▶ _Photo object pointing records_

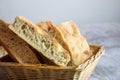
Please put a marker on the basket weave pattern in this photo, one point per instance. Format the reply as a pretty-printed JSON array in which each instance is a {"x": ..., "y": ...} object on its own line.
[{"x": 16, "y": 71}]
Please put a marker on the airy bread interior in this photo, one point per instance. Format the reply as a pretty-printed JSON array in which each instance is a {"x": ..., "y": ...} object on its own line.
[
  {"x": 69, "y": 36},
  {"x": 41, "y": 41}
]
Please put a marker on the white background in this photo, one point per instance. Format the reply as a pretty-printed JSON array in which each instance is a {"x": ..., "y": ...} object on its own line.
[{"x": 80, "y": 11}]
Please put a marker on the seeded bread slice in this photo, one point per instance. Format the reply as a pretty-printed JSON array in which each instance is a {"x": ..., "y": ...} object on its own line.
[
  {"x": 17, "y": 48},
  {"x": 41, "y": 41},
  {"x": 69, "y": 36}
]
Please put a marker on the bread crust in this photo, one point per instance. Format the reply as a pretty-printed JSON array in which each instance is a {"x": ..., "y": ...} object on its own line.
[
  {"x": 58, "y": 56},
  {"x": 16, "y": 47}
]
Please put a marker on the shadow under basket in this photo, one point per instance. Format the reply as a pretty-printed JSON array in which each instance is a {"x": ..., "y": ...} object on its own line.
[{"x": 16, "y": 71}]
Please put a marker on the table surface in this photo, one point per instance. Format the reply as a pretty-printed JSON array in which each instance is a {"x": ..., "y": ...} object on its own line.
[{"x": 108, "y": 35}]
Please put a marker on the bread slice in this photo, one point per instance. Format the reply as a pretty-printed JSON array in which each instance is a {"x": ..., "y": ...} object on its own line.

▶ _EXERCISE REQUIREMENTS_
Each line of the material must be retyped exactly, except that images are omitted.

▶ _WORKED SOLUTION_
Please put a marker on the basket weave pattern in this photo, one point per instance. Format the reply as a pretty-printed JSON array in which each instance is a {"x": ..., "y": ...} object on its own line.
[{"x": 16, "y": 71}]
Please put a marker on the airy bread interior in this photo, one point per instance. Format the reply as a pretty-printed JSON array in which each instance is a {"x": ..., "y": ...} object on its own line.
[
  {"x": 69, "y": 36},
  {"x": 41, "y": 41}
]
Please put a marker on the white background in this photo, one point per instance. Format the reply as a pretty-printed JSON array in which each instance is a {"x": ..., "y": ...} object on its own line.
[{"x": 80, "y": 11}]
Please put a marker on the seeded bread slice in this photo, one point per instance. Format the reply as a pretty-printed JSON array in which each instance is a {"x": ..., "y": ...} object on its own line.
[
  {"x": 17, "y": 48},
  {"x": 41, "y": 41},
  {"x": 69, "y": 36}
]
Please put a marker on the bread crust in this photo, one point per instance. Format the reply as a pretty-printed JSON array in which each instance is a {"x": ..., "y": ...} object on its own line.
[
  {"x": 58, "y": 56},
  {"x": 16, "y": 47}
]
Please put a marker on the shadow under basket in this photo, one point per instance. Format the reply as a pretty-printed JSON array in which each instance is a {"x": ..., "y": ...} object on its own line.
[{"x": 16, "y": 71}]
Please put a marker on the table surface in this photo, one point per instance. Format the reply as a pretty-printed JSON array in which each instance is a {"x": ..., "y": ...} object on its own line.
[{"x": 108, "y": 35}]
Please put a marker on the bread slice in this photo, one point per instance. Format the reply as a pretty-printed JSON array in which each instance is a {"x": ..., "y": ...} object on its own line.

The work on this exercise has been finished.